## 課題の指示
下のREGAL W134CBについての文章によると、W134のウイズ表記はリーガルでは何で、JIS基準では何にあたるか。

2014年2月16日日曜日

REGAL W134CB

BOS (Built to Order System)のラストを使った一般モデル。
ラウンドトウのプレーントウ。日本全国で比較的買いやすいベーシックなモデル。

W134はリーガルでのウイズ表記がD、JIS基準でEらしい。ちょっと英国靴っぽい表記のしかたが紛らわしい。(そのくせレングスは24みたいに日本式だし)

購入した当時「靴はキツくて足が痛いくらいでもそのうちコルクが沈んで極上フィット」という話を真に受けて、相当キツ目を承知の上購入。実測ではEEの足周なので、購入当初はかなりキツかった。インソールを覗いてみると、小指が半分くらいソールからはみ出しているので、結果的にサイズがあっていなかったんだと思う。履き始めはあまりの甲の締め付け強さに歩けない程だった。まぁ、懲りずに履き続けたら少しコルクが沈んだのか、とりあえず薄手の靴下なら1日履けるようになった。痛さを乗り越えて極上のフィットというのは一部の靴をきちんと経験則に基いて将来のフィッティングから逆算した現在のフィッティングを出せるシューフィッターが見極めることで成り立つわけで、安易に言葉の上辺だけを捉えたフィッティングでは結局のところ妥協の産物になってしまう。

この反動で、その後3回ほど連続で緩めを買ってしまった。これもまた履きづらいので結局履かなくなる。その後至ったサイズ感は、普段履くものより薄手の靴下で靴を買いに行き、ほぼピッタリでありながらこの時点では締め付け過ぎではないように感じる靴(キツイではなく、ややタイトという感じ)を買うようにしている。これだと半年から1年くらい経って靴が足の形に合ってくると、ふつうから少し厚手の靴下を履くことが多いのでフィットする。

このW134は僕がサイズミスをしたとは思っているのだけれど、当時のリーガルシューズの店員さんもこのサイズで問題ないと言っていたので、ひょっとするとこのフィット感が本来の姿なのだろうかとも思うし、やっぱり違うとも思う。もう少し履けば結論が出るのかと思いつつ何年も経ってしまった。何かで聞いた話では、リーガルシューズでは最終的には顧客の意見を優先するみたいなことなので、最終判断は買い手に任せる雰囲気ががある。リーガルトーキョーでも基本的にはキツメを薦めてくるけど、最後はお客さん次第。日比谷のシェットランドフォックスもタイト目よりはジャスト目を薦めてくる(沈み込み等の経験則によるものであればある意味当たり前だけど)
ちなみに、伊勢丹メンズは緩めの靴を履いている店員さんが多い。ハーフサイズくらい緩い靴を履いている人にフィッティングをしてもらうとその意見が少し心配。革靴はじめの数足は仕方ないところもあるけれど、やっぱり自分がピッタリだと思う靴を履いていって、それを基準にサイズ表記を無視して感覚で買ったほうがいいと思う。

さてこのW131、アッパーは国産キップ。平均的なビジネスマンのビジネスシューズ素材としてみたらコストやお手入れ頻度などを考えるとベストバランスだと思う。

## 提供情報
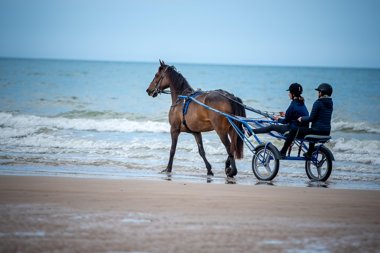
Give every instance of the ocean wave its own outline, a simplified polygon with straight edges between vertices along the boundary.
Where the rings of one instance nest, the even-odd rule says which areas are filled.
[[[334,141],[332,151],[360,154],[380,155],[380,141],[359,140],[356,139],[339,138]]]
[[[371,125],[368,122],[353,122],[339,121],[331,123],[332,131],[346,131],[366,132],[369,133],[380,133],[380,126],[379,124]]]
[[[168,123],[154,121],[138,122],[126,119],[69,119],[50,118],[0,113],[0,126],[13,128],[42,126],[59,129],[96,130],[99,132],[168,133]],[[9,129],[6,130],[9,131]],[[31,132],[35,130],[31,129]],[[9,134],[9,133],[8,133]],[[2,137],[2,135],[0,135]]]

...

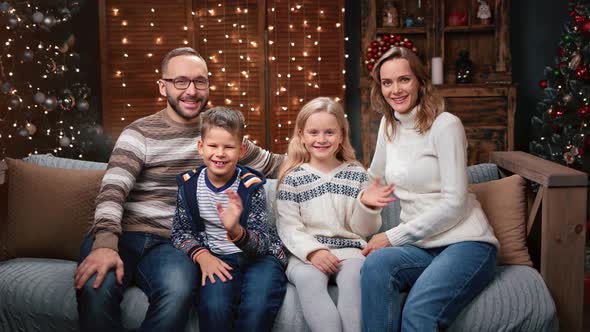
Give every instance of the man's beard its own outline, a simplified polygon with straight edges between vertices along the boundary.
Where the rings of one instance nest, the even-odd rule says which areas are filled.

==

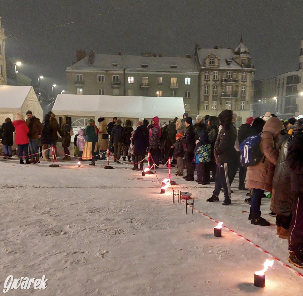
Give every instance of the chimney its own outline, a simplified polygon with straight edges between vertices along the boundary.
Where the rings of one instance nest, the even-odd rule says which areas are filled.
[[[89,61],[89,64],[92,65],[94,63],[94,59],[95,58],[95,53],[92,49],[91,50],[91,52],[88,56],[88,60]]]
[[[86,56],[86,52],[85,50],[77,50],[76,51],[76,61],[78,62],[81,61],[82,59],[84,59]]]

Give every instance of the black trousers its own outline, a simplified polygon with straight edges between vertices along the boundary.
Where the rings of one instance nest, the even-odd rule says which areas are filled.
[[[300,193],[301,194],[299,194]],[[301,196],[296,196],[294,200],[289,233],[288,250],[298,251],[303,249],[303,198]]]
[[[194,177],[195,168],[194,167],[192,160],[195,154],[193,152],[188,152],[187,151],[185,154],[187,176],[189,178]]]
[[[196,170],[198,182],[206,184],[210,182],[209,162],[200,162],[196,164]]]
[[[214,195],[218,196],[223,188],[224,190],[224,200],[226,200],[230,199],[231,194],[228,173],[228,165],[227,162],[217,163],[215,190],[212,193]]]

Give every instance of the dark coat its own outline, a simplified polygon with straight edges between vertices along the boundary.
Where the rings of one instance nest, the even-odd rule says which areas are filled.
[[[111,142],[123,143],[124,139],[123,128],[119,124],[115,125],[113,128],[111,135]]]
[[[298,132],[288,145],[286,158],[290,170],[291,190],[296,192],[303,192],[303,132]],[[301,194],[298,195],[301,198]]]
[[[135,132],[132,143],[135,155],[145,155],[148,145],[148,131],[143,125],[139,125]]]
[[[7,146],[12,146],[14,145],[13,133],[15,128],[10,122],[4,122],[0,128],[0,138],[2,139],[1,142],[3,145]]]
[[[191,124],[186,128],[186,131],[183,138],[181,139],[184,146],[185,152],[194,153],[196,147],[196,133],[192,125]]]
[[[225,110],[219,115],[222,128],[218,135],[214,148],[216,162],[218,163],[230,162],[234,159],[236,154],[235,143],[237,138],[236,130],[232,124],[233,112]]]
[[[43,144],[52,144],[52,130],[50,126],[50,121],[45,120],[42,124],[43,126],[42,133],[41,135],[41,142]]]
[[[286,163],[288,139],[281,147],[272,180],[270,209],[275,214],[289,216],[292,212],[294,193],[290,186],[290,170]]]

## 課題の解答
リーガルではD、JIS基準ではEにあたる。